**Soal Tugas:**
Tolong cetak tanpa perubahan bagian artikel tentang jual-beli lahan proyek kereta cepat di bawah ini, mulai dari kata-kata yang memuat "PT Kereta Cepat Indonesia Cina" sampai dengan "membereskan pengadaan lahan.".

═══ Kutipan Dokumen ═══

Menuju konten utama

Bisnis Jual-Beli Lahan di Proyek Kereta Cepat

PT Kereta Cepat Indonesia Cina (KCIC) menutupi-nutupi informasi apa pun tentang PT Arjuna sebagai perantara jual-beli lahan proyek kereta cepat.

Bisnis Jual-Beli Lahan di Proyek Kereta Cepat
Pekerja menggali tanah dengan cangkul untuk membuat saluran air di lokasi proyek kereta cepat di Desa Mandalasari, Cimahi, Jawa Barat. Tirto.id/Andrey Gromico

tirto.id - Saat Presiden Joko Widodo meresmikan peletakan batu pertama proyek Kereta Cepat Jakarta-Bandung, 21 Januari 2016, segera saja PT Kereta Cepat Indonesia China (KCIC) sebagai pengembang proyek menunjuk pihak ketiga buat membereskan pengadaan lahan.

Lahan-lahan sawah warga, industri, dan Perhutani, akan dipakai buat lokasi transit (Transit Oriented Development) serta trase alias sumbu jalan kereta cepat sepanjang 142,3 kilometer. Lahan-lahan ini meliputi 9 kota dan kabupaten: Jakarta, Bekasi, Karawang, Purwakarta, Bandung Barat, Cimahi, dan Kota Bandung.

Pengembang memilih PT Arjuna untuk berperan dalam “pembebasan dan ganti-rugi” lahan. Itu lantas ditegaskan dalam satu pengumuman di akun resmi Facebook PT KCIC pada 3 Desember 2016. Belakangan, KCIC mengklaim telah menghentikan kontrak kerja sama dengan PT Arjuna dan sejak 20 Juli 2017 sudah memakai UU Nomor 2 Tahun 2012, Pengadaan Tanah Bagi Pembangunan Untuk Kepentingan Umum.

═══ Cuplikan Data ═══

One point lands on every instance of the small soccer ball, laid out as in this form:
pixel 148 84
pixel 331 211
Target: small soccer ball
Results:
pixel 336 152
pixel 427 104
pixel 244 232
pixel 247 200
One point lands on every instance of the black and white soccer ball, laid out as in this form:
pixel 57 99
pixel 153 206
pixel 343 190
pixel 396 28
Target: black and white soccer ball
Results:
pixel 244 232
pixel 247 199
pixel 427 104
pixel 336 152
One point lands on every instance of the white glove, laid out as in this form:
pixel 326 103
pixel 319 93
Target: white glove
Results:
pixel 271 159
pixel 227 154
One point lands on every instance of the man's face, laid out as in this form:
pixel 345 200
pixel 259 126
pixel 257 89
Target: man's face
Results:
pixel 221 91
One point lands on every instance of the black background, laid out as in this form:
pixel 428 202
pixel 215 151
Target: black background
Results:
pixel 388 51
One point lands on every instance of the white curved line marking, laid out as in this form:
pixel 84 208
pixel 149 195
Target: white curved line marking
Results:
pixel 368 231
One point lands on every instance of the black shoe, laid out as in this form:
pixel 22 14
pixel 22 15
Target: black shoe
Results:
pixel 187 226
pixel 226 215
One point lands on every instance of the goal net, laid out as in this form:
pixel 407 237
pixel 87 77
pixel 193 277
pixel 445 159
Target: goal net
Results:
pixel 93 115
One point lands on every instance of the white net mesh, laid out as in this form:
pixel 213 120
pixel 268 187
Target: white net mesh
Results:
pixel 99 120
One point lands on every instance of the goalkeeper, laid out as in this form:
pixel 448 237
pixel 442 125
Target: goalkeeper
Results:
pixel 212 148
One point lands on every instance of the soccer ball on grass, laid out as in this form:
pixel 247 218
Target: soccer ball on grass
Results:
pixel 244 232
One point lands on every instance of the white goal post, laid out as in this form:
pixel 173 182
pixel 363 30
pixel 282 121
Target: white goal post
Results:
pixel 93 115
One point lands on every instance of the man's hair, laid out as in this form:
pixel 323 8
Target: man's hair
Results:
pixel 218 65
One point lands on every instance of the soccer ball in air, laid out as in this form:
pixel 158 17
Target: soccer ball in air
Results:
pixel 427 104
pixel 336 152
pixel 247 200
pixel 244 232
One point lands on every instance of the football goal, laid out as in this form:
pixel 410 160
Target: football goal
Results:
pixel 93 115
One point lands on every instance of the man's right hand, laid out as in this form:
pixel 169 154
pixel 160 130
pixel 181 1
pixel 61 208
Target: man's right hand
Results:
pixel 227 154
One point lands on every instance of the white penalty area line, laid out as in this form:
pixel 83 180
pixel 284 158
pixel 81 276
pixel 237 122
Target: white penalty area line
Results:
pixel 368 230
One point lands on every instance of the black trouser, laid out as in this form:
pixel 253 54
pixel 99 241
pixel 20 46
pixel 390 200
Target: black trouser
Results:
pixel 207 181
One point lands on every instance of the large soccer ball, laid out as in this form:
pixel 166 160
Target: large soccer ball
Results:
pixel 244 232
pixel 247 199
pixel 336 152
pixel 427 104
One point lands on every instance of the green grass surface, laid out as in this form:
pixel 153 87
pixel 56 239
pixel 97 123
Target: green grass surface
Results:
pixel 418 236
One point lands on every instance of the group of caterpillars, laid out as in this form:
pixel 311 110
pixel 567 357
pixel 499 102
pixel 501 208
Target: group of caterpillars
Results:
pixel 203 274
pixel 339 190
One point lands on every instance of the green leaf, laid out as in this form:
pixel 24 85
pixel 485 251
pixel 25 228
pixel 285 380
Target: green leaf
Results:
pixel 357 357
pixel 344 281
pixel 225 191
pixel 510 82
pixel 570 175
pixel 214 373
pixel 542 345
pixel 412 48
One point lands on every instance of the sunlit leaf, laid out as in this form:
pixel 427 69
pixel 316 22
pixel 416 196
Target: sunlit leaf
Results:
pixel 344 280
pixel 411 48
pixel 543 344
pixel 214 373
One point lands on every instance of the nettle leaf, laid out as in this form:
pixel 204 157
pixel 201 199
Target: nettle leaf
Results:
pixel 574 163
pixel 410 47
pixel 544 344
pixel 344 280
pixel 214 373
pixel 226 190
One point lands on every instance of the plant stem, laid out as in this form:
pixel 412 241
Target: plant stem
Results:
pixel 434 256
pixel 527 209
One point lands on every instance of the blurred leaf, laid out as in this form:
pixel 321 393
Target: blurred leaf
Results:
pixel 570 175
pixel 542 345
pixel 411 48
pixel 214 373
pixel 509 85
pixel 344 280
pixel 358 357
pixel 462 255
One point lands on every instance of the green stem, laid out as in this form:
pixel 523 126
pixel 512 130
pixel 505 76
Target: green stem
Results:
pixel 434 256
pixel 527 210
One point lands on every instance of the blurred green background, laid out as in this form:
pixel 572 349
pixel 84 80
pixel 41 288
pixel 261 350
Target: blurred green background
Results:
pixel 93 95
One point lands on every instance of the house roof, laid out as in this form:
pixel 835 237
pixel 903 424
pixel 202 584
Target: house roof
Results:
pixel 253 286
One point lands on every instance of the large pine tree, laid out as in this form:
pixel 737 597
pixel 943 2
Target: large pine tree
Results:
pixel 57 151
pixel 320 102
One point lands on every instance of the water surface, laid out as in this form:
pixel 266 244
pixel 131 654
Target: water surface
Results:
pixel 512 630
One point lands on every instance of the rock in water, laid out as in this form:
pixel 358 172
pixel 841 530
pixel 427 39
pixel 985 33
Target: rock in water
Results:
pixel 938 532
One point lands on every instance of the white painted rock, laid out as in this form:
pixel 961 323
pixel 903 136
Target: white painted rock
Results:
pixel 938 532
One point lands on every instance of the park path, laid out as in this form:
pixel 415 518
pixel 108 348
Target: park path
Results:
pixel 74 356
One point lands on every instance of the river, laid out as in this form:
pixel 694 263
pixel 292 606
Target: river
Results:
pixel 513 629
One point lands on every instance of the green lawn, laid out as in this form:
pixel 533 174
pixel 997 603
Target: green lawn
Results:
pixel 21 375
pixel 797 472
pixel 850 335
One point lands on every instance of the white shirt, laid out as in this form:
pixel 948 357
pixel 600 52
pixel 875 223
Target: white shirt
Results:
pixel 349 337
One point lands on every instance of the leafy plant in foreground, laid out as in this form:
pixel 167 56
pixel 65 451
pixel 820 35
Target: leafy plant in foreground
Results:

═══

**Jawaban Tertulis:**
PT Kereta Cepat Indonesia Cina (KCIC) menutupi-nutupi informasi apa pun tentang PT Arjuna sebagai perantara jual-beli lahan proyek kereta cepat.

Bisnis Jual-Beli Lahan di Proyek Kereta Cepat
Pekerja menggali tanah dengan cangkul untuk membuat saluran air di lokasi proyek kereta cepat di Desa Mandalasari, Cimahi, Jawa Barat. Tirto.id/Andrey Gromico

tirto.id - Saat Presiden Joko Widodo meresmikan peletakan batu pertama proyek Kereta Cepat Jakarta-Bandung, 21 Januari 2016, segera saja PT Kereta Cepat Indonesia China (KCIC) sebagai pengembang proyek menunjuk pihak ketiga buat membereskan pengadaan lahan.